-------- LISTING

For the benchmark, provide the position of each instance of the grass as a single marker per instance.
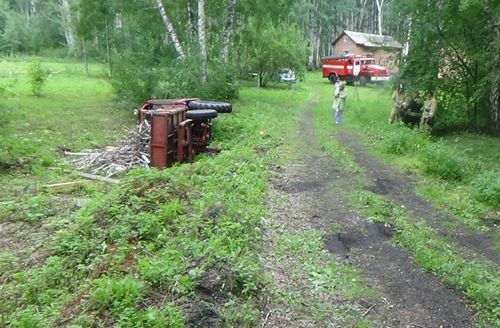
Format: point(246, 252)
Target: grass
point(455, 172)
point(478, 280)
point(136, 254)
point(141, 253)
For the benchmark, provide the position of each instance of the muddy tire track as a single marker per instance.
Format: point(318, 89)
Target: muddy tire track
point(399, 190)
point(410, 296)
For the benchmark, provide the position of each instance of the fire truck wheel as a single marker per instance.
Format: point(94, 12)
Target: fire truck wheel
point(220, 107)
point(363, 80)
point(201, 114)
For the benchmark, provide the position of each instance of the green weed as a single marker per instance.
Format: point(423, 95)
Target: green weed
point(401, 140)
point(443, 163)
point(486, 188)
point(37, 76)
point(478, 280)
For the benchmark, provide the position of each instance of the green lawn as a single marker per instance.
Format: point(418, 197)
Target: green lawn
point(137, 253)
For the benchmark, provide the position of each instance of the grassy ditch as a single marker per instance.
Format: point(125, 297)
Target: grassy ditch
point(479, 281)
point(455, 172)
point(458, 172)
point(163, 248)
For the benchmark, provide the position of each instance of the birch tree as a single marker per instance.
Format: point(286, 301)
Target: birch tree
point(170, 29)
point(380, 4)
point(68, 34)
point(202, 40)
point(228, 30)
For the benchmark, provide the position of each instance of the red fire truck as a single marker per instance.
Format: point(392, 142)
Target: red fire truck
point(352, 68)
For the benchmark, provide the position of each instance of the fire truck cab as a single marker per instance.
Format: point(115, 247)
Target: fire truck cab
point(353, 68)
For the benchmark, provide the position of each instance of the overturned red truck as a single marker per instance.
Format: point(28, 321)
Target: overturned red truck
point(179, 127)
point(353, 68)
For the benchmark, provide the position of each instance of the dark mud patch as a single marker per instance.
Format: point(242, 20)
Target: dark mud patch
point(342, 243)
point(401, 190)
point(409, 297)
point(200, 314)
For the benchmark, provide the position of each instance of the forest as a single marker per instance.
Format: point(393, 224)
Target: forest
point(160, 49)
point(273, 213)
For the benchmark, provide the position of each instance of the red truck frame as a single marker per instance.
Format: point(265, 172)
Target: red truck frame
point(353, 68)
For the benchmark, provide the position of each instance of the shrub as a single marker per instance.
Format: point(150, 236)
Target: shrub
point(117, 293)
point(136, 79)
point(443, 163)
point(486, 188)
point(37, 77)
point(402, 140)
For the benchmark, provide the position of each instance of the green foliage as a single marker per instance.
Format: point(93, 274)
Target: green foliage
point(266, 54)
point(116, 294)
point(443, 163)
point(486, 187)
point(401, 140)
point(37, 77)
point(432, 252)
point(30, 209)
point(455, 59)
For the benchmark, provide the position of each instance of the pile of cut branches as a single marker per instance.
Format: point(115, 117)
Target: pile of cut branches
point(130, 152)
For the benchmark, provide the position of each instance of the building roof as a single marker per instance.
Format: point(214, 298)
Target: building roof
point(371, 40)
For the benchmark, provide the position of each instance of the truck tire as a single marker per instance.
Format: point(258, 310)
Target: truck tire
point(201, 114)
point(220, 107)
point(332, 78)
point(363, 80)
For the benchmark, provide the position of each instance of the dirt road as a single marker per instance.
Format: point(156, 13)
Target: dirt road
point(308, 191)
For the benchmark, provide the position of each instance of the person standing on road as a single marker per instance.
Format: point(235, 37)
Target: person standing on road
point(339, 102)
point(398, 103)
point(336, 87)
point(413, 111)
point(430, 107)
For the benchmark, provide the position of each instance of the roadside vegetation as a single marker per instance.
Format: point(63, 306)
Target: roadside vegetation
point(168, 248)
point(456, 172)
point(164, 248)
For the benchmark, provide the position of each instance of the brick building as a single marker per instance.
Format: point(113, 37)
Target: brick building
point(384, 48)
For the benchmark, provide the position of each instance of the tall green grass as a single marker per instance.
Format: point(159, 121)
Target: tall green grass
point(138, 253)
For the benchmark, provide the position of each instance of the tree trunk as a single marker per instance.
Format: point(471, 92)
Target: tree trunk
point(228, 30)
point(85, 59)
point(202, 39)
point(170, 29)
point(380, 4)
point(191, 21)
point(68, 34)
point(108, 50)
point(495, 90)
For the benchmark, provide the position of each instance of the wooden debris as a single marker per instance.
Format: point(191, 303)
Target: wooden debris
point(64, 186)
point(130, 152)
point(96, 177)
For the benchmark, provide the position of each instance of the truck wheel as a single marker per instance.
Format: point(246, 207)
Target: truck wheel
point(332, 78)
point(220, 107)
point(363, 80)
point(201, 114)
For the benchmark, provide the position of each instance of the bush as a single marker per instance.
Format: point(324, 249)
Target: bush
point(183, 80)
point(443, 163)
point(37, 77)
point(136, 79)
point(403, 140)
point(486, 188)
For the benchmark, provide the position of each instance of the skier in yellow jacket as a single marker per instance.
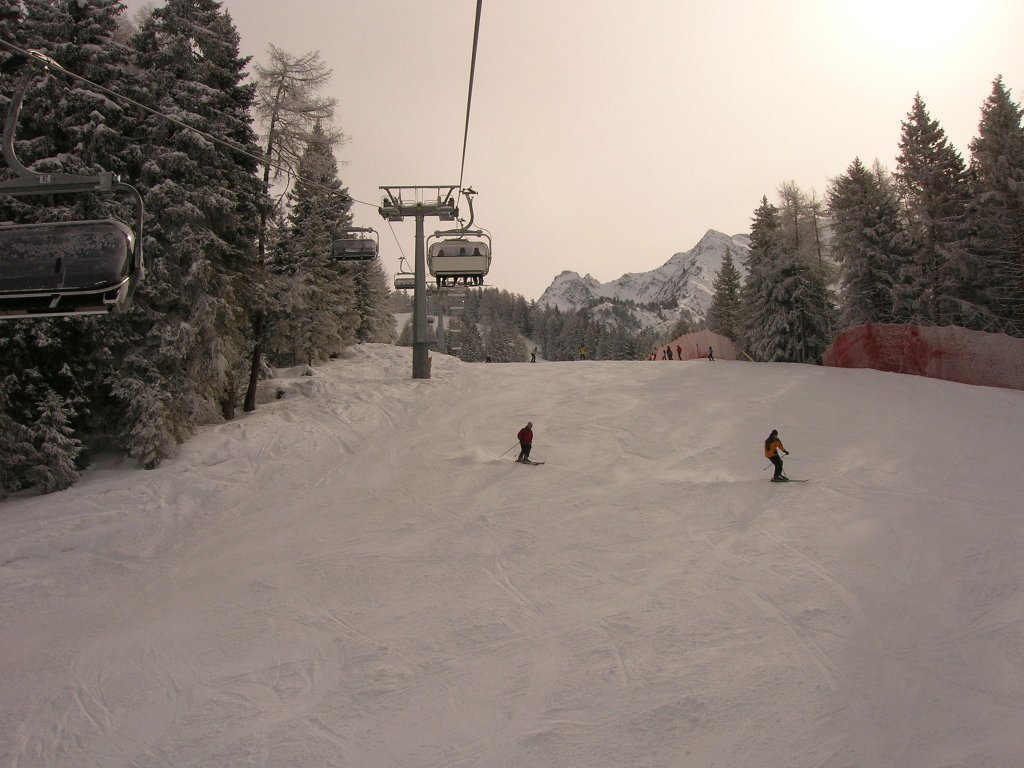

----------------

Write out all of the records above again, switching each "benchmark" to "evaluation" and leaving everything else unchanged. Omit the pictures.

For the evaluation, provide the position of each instance of the grass as a single marker per instance.
Format: point(246, 252)
Target: grass
point(455, 172)
point(478, 280)
point(136, 254)
point(141, 253)
For the evaluation, provide the position of each instance of the muddy tire track as a single marker per instance.
Format: point(318, 89)
Target: muddy tire track
point(399, 190)
point(410, 296)
For the evaluation, provide the position of each instance of the fire truck wheel as a single marker per instance.
Format: point(94, 12)
Target: fire truck wheel
point(220, 107)
point(363, 80)
point(201, 114)
For the evaluation, provide the position of each instance of the green weed as a single marker per instance.
Format: point(423, 95)
Target: green weed
point(401, 140)
point(443, 163)
point(486, 188)
point(37, 76)
point(478, 280)
For the evaluation, provide the position of each instance of the green lawn as a single marker per instance.
Format: point(418, 197)
Target: green lawn
point(137, 253)
For the evaluation, provide the position of each instance of the grassy ditch as a single marker per instance.
Format: point(125, 297)
Target: grassy ditch
point(479, 281)
point(455, 172)
point(458, 172)
point(163, 248)
For the evaluation, provide the position of each instance of the birch tree as a single marker per instance.
Format: point(286, 301)
Target: birch tree
point(170, 29)
point(380, 4)
point(68, 34)
point(202, 40)
point(228, 30)
For the evaluation, provide the position of each instance of the red fire truck as a single marker per instance.
Format: point(392, 142)
Target: red fire truck
point(352, 68)
For the evaluation, provide the position of each instance of the fire truck cab as a single marker per instance.
Format: point(115, 247)
Target: fire truck cab
point(353, 68)
For the evaluation, provide the position of each instance of the overturned red truck as a single marker per instance.
Format: point(28, 321)
Target: overturned red truck
point(179, 127)
point(353, 68)
For the evaluation, provide the position of each instance of the dark mud patch as a single marker per instance.
Format: point(242, 20)
Target: dark mud patch
point(342, 243)
point(401, 190)
point(409, 297)
point(200, 314)
For the evaluation, provide the position of each instance of the forest as a single marker per instance.
Format: point(393, 224)
Target: forest
point(160, 49)
point(273, 213)
For the evaluation, provide the position of each instance of the red truck frame as a single marker per instance.
Format: point(265, 172)
Target: red truck frame
point(353, 68)
For the evaluation, provide the position of each instance of the shrub as a single marker per instance.
Format: point(150, 236)
Target: shrub
point(117, 293)
point(136, 79)
point(443, 163)
point(486, 188)
point(37, 77)
point(402, 140)
For the evaluation, provide the position of each instance of the green foliage as a single marker per instance.
Format: point(93, 274)
Target: green foliage
point(266, 54)
point(116, 294)
point(443, 163)
point(486, 187)
point(401, 140)
point(37, 77)
point(432, 252)
point(30, 209)
point(455, 59)
For the evaluation, provide the position of each instance of the pile of cut branches as a single marker per instance.
Format: point(115, 117)
Target: pile of cut branches
point(130, 152)
For the evaluation, provide the position of each instance of the building roof as a single marker per instance.
Format: point(214, 298)
Target: building roof
point(371, 40)
For the evaluation, provide the position of each instance of the truck tire as a single marker per instance.
Format: point(258, 310)
Target: truck tire
point(201, 114)
point(220, 107)
point(332, 78)
point(363, 80)
For the evaluation, provide the position of each instance of the dirt road as a single marker per instance.
Format: point(156, 13)
Target: dirt road
point(308, 191)
For the evaluation, provide the position of each instance of the person standing on road as a single marker per instance.
Format: point(235, 37)
Target: person standing on road
point(339, 102)
point(398, 103)
point(336, 87)
point(413, 111)
point(430, 107)
For the evaluation, provide the position of each instance of the roadside vegetation as a single marker per instance.
Format: point(63, 306)
Target: roadside vegetation
point(168, 248)
point(456, 172)
point(164, 248)
For the evaluation, provide the position of each instance of the brick building as a single marker per instance.
Format: point(113, 37)
Target: brick building
point(384, 48)
For the evaluation, provide the position of each instance of the tall green grass as a single marker per instance.
Format: point(159, 121)
Target: tall green grass
point(138, 253)
For the evaluation, provide the position of each instance of the tree trunk as a single marker per instance.
Format: point(471, 92)
Target: tree trunk
point(228, 30)
point(85, 59)
point(202, 39)
point(170, 29)
point(380, 4)
point(191, 21)
point(68, 34)
point(108, 50)
point(495, 90)
For the evaluation, provide the position of each instance of the wooden debris as a single marker per instance.
Format: point(191, 303)
Target: wooden debris
point(64, 186)
point(130, 152)
point(96, 177)
For the evaluation, provide the position of each instance of the truck wheel as a single marker per instance.
Format: point(246, 207)
Target: truck wheel
point(332, 78)
point(220, 107)
point(363, 80)
point(201, 114)
For the evaluation, provide the position of each instance of the bush as a single marker per instance.
Format: point(324, 249)
Target: bush
point(183, 80)
point(443, 163)
point(37, 77)
point(136, 79)
point(403, 140)
point(486, 188)
For the evaluation, provide the position of each instance of the skier in yellow jacket as a single marker per instance.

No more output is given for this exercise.